- WHAT YOU ARE ASKED TO DO: Reproduce the listing below word for word, leaving out the pictures.

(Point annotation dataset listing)
━━━━━━━━━━━━━━━━
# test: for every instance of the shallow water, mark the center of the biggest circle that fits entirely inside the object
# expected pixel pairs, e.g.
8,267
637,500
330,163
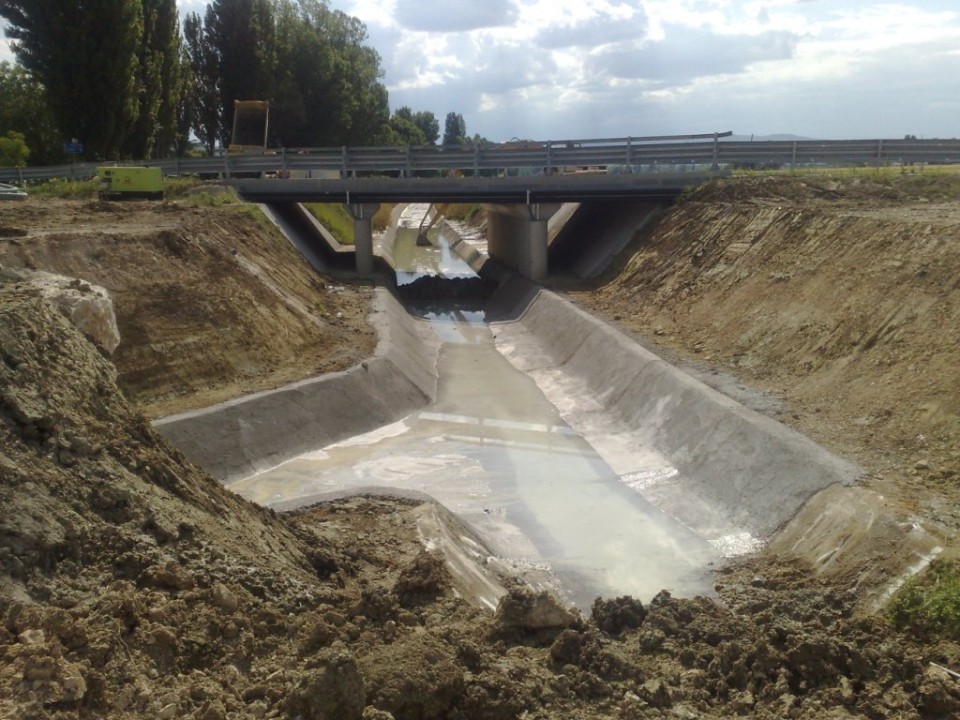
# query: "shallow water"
495,451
━━━━━━━━━━━━━━━━
- TASK RESPONSE:
# test: for every instance of the shallow water, mark the center of the biggest circle that fits entirely inside the object
# expected pixel pairs, e.g.
8,267
637,500
330,163
# query: "shallow water"
495,451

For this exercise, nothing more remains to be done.